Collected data

★ ★ ★ ★

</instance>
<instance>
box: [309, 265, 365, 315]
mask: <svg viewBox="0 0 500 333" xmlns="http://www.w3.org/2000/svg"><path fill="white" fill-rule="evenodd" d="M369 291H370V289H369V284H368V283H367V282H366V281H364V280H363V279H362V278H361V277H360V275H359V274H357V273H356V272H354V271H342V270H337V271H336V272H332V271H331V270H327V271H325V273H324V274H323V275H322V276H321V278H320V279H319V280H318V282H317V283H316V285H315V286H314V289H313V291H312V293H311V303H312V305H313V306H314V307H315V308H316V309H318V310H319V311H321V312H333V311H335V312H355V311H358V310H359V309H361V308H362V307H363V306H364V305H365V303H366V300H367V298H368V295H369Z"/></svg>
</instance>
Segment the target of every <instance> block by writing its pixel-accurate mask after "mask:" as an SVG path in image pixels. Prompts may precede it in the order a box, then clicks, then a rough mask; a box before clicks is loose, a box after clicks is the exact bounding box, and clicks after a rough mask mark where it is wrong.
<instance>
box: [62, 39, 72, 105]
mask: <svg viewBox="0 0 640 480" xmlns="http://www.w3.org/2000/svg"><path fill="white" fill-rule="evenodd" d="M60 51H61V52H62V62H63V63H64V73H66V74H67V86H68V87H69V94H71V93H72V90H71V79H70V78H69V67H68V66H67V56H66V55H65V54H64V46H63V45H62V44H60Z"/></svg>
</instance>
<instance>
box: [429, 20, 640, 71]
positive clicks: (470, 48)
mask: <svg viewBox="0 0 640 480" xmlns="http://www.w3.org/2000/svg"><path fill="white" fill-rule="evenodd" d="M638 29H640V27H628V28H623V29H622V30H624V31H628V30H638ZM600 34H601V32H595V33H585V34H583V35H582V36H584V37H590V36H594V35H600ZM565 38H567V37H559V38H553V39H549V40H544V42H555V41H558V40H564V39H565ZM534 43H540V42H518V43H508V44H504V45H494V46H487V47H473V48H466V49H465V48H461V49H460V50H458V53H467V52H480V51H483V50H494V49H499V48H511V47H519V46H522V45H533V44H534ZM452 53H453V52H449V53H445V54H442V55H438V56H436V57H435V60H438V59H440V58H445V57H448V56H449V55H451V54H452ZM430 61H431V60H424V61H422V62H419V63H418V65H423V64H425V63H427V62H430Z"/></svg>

★ ★ ★ ★

The records above should all be quoted exactly, please.

_Exercise result_.
</instance>
<instance>
box: [309, 265, 365, 315]
mask: <svg viewBox="0 0 500 333" xmlns="http://www.w3.org/2000/svg"><path fill="white" fill-rule="evenodd" d="M369 291H370V289H369V284H368V283H367V282H366V281H364V280H363V279H362V278H361V277H360V275H359V274H357V273H356V272H354V271H342V270H337V271H336V272H332V271H331V270H327V271H325V273H324V274H323V275H322V276H321V278H320V279H319V280H318V282H317V283H316V285H315V286H314V289H313V291H312V293H311V303H312V305H313V306H314V307H315V308H316V309H318V310H319V311H321V312H333V311H335V312H355V311H358V310H359V309H361V308H362V307H363V306H364V305H365V303H366V300H367V298H368V295H369Z"/></svg>
</instance>
Segment the target of every <instance> block by writing its pixel-accurate mask after "mask:" as an SVG path in image pixels. Prompts may precede it in the order a box, then clicks, then a rough mask; a box before clicks is loose, a box after clicks is the exact bounding box, and clicks after a rough mask mark where it is wrong.
<instance>
box: [62, 39, 72, 105]
mask: <svg viewBox="0 0 640 480" xmlns="http://www.w3.org/2000/svg"><path fill="white" fill-rule="evenodd" d="M60 51H61V52H62V62H63V63H64V73H66V74H67V86H68V87H69V94H71V93H72V90H71V79H70V78H69V67H68V66H67V56H66V55H65V54H64V46H63V45H62V44H60Z"/></svg>
</instance>
<instance>
box: [429, 20, 640, 71]
positive clicks: (470, 48)
mask: <svg viewBox="0 0 640 480" xmlns="http://www.w3.org/2000/svg"><path fill="white" fill-rule="evenodd" d="M638 29H640V27H628V28H623V29H622V30H624V31H628V30H638ZM600 34H601V32H595V33H585V34H583V35H582V36H584V37H590V36H594V35H600ZM565 38H567V37H559V38H553V39H549V40H544V42H555V41H558V40H564V39H565ZM534 43H540V42H518V43H508V44H504V45H494V46H487V47H473V48H466V49H465V48H461V49H460V50H458V53H467V52H480V51H483V50H494V49H499V48H511V47H519V46H522V45H533V44H534ZM452 53H453V52H449V53H445V54H442V55H438V56H436V57H435V60H438V59H440V58H445V57H448V56H449V55H451V54H452ZM430 61H431V60H424V61H422V62H419V63H418V65H423V64H425V63H427V62H430Z"/></svg>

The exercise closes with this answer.